Halaman
Tulisan dan foto di blog ini bebas didownload, namun untuk penggunaan kembali hanya dibebaskan untuk kepentingan non-komersial dengan mencantumkan alamat sumber tulisan/foto. Hormati karya cipta!.

Selasa, 22 September 2020

Sunset di Tanjung Toda


Aku tak sanggup beranjak dalam takjub, malam bergerak dengan ditutup pertunjukan senja yang memukau. Awan jingga menyaput biru kelam langit. Sebuah pelepasan yang begitu manis meski segelas kopi panas tak ada dalam genggaman tanganku, sudah tandas beberapa menit yang lalu. Ah senja dan kopi tidak selalu bersama ternyata.

Dua Jam 'Tanpa Arah'

Tak ada niatan sama sekali ke tempat ini, waktu itu cuma terpikirkan mau jalan saja. Terus mikir mau ngajak siapa yang bisa diajak jalan 'dadakan' tanpa perlu direncanakan dulu. Jalan seperti ini memang biasa bagiku karena beberapa kali perjalanan yang direncanakan malah berakhir batal atau tertunda lama. Apalagi kalau merencanakan perjalanan dengan teman yang tidak biasa jalan, duh dari awal emang harus siap untuk batal. 

Berdua sama temanku, Sani - orang Yogya yang hobinya juga jalan gak jelas- kami berdua berboncengan ke arah Timur. Kemana? Masih belum jelas. Ada beberapa rencana tempat seperti ke Fatuleu, atau ke Lelogama, atau sekedar ke Bendungan Raknamo. Entah, semua ide bersliweran tapi seperti gak 'nyantol' sampai selepas Oelamasi baru kepikiran untuk coba menjelajahi wilayah Sulamu.

Aku sendiri lupa-lupa ingat apakah pernah pergi ke Sulamu atau tidak, karena kalaupun pernah mungkin itu tahun 2000-an dimana kondisi jalannya masih ampun-ampunan. Sekarang sih sudah jauh lumayan bagus. Jadi aku bisa sampai ke sebuah kawasan yang penduduknya sangat padat yang berada di ujung utara teluk Kupang. Sebuah dermaga rakyat dengan mercusuar menjadi penanda kawasan itu. Tempat ini mengingatkanku pada kampung orang Bajo atau Buton cenderung rumahnya berdiri rapat.

Catatan Dataset
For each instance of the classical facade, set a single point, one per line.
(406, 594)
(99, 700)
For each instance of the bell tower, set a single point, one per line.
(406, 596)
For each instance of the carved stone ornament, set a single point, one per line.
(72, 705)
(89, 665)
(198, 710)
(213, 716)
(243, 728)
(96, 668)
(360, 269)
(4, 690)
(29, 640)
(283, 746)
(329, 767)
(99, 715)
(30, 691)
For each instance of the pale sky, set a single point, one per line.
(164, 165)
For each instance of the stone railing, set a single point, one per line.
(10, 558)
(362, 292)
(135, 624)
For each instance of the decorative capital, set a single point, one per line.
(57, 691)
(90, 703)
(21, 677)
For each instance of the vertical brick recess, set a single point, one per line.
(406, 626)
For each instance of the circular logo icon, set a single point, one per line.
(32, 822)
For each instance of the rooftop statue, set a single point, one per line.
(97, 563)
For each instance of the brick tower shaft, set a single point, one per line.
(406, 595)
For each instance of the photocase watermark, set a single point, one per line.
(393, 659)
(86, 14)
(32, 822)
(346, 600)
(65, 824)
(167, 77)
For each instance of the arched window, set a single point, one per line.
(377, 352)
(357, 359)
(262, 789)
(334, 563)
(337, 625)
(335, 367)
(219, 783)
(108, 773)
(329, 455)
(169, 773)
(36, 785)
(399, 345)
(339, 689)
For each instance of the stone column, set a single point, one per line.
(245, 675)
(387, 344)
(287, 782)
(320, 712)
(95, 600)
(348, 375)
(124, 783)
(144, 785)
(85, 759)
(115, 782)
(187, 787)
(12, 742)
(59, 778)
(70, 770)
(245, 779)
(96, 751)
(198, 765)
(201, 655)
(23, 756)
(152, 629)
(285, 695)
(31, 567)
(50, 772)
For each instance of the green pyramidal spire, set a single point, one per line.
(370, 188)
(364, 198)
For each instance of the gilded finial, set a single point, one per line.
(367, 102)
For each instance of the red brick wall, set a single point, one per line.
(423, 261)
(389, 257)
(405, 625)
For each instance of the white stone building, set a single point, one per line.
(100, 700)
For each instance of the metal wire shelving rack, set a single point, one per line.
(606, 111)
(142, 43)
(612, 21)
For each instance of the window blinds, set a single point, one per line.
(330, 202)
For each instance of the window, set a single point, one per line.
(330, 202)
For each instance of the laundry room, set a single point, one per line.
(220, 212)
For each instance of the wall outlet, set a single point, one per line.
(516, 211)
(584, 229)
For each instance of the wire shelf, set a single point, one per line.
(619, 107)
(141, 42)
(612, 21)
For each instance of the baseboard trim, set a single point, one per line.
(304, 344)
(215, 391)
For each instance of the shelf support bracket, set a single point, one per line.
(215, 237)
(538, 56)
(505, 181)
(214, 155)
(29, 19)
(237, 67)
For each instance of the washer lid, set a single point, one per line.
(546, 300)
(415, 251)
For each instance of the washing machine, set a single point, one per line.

Daftar Tugas
(A) Jawab pertanyaan berikut berdasarkan tulisan tentang senja di Tanjung Toda:
(i) Pada hari dan tanggal berapa tulisan itu dimuat?
(ii) Dari kota mana Sani berasal?
(iii) Apa yang menjadi penanda kawasan padat penduduk di ujung utara teluk Kupang?
(B) Teruskan tulisan tentang senja di Tanjung Toda, dimulai tepat setelah kalimat terakhirnya.
Catatan data tersebut diambil dari sumber yang berbeda.

Jawaban Tugas
(A)
(i) Selasa, 22 September 2020.
(ii) Yogya.
(iii) Sebuah dermaga rakyat dengan mercusuar.

(B)
Di depan dermaga tampak sebuah pulau kecil yang diberi nama pulau Tikus. Kalian mungkin sudah tahu kenapa pulau itu diberi nama pulau Tikus, ya karena jika dilihat dari atas tampak seperti tikus dengan ekor putih. Ekor putih itu sebenarnya adalah pasir putih, cuma itu adalah gosong pasir. Gosong pasir adalah istilah daratan berpasir yang hanya muncul saat laut surut. Pulau Tikus itu sebenarnya menarik perhatianku, bahkan seorang nelayan tua menawarkan untuk mengantarkanku ke pulau itu. Tapi dari kejauhan aku melihat pasir putih yang merupakan ekor pulau Tikus sedang tidak ada, yang artinya air sedang tidak surut. Dan satu lagi yang mengganggu, sepanjang pantai sampai ke pulau itu banyak botol mengambang yang artinya ada tanaman rumput laut. Artinya untuk pulau itu harus memutar perahu dulu tidak bisa tembak lurus langsung dari dermaga.

Karena tidak ada tempat yang tepat untuk melihat matahari terbenam, aku dan Sani meneruskan perjalanan ke arah barat melewati jalan kecil diapit rumah-rumah yang bersesakan. Membingungkan, aku bahkan harus bertanya beberapa kali untuk keluar dari kampung kecil ini. Jalan terakhir melewati jalan tanah di pinggir pantai, itu pun harus melewati lorong antar rumah yang sebenarnya bukan untuk motor.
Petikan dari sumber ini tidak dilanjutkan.